──────── EXERCISE MATERIALS
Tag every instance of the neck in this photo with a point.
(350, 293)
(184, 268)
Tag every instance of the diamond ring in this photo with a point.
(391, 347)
────────────────
• EXERCISE REQUIREMENTS: Give back all the records exactly as they stand.

• SOLUTION BELOW:
Tag every instance of the neck in this photo with a point.
(350, 293)
(184, 268)
Tag every instance of the diamond ring in this photo with a point.
(391, 347)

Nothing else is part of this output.